Exercise goal: Which of the lines below include the word "palm"? Pull each one out.

Entries supplied:
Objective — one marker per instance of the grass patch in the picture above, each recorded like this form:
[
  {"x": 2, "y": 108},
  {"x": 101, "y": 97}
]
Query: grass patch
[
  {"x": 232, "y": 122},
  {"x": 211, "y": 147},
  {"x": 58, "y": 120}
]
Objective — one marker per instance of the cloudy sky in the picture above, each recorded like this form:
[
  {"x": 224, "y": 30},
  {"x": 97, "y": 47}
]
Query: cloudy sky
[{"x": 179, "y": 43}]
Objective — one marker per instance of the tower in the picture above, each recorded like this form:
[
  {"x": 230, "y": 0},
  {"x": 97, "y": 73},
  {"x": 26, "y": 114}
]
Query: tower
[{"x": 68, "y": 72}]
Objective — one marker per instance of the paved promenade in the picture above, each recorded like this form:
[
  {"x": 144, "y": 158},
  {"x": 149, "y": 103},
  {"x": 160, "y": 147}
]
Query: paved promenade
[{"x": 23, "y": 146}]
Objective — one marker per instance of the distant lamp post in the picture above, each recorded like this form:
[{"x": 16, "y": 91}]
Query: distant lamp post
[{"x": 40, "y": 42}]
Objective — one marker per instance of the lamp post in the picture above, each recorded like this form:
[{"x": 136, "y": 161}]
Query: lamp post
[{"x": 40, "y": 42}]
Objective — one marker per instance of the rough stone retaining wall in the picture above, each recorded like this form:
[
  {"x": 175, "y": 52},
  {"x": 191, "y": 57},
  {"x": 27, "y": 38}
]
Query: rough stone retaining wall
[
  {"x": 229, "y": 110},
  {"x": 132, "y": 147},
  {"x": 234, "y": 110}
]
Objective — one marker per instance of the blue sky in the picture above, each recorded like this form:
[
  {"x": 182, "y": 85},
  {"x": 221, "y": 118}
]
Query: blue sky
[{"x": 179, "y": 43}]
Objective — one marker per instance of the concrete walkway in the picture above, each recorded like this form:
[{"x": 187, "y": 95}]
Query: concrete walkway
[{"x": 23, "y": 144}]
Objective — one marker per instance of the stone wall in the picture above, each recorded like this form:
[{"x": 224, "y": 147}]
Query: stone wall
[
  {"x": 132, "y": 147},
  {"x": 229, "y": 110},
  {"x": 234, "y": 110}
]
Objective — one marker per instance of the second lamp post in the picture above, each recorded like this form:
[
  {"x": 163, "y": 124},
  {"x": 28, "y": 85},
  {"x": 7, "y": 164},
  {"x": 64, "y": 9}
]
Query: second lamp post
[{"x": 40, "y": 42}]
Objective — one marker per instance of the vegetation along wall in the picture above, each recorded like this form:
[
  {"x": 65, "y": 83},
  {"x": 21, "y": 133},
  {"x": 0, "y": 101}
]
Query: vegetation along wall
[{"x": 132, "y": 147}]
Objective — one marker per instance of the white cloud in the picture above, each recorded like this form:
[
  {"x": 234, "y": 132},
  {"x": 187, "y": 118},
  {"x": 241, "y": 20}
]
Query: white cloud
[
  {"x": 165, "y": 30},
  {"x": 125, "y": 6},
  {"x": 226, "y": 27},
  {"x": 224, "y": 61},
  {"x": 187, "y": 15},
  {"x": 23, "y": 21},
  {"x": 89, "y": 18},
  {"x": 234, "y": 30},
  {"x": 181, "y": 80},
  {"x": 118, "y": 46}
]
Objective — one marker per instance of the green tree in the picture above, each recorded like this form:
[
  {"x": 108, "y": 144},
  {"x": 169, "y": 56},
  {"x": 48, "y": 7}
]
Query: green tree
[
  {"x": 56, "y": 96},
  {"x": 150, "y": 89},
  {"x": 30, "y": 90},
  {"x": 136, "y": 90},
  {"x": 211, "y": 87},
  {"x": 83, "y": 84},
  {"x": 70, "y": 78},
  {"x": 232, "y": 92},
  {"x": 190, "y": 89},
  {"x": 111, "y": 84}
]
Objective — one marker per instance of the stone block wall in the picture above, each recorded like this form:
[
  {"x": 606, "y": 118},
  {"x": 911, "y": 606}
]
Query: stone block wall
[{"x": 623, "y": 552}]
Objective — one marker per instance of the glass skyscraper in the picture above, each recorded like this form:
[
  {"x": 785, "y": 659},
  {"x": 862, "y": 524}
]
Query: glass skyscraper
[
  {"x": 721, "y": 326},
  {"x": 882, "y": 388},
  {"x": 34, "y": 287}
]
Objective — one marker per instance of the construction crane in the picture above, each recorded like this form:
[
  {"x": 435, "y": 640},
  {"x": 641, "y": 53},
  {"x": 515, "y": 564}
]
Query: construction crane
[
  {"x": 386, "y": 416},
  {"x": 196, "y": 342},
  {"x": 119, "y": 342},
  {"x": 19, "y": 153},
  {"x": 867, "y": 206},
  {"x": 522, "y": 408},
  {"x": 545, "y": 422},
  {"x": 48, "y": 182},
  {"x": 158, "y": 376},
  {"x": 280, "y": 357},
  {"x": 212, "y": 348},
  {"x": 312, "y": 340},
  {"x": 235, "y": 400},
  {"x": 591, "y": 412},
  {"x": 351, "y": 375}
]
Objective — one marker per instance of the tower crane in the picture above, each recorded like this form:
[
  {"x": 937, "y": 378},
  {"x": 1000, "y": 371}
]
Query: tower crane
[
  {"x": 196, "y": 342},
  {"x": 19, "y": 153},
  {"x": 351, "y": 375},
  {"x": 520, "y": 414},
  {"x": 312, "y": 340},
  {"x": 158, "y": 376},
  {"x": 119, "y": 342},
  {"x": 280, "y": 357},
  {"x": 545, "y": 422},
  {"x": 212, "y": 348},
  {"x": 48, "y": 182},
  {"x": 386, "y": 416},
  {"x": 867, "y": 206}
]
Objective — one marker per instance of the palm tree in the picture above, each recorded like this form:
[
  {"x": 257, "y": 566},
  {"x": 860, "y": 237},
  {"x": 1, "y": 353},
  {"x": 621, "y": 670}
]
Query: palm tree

Task response:
Objective — one marker per instance of the palm tree in the picture above, each recorded like this form:
Query: palm tree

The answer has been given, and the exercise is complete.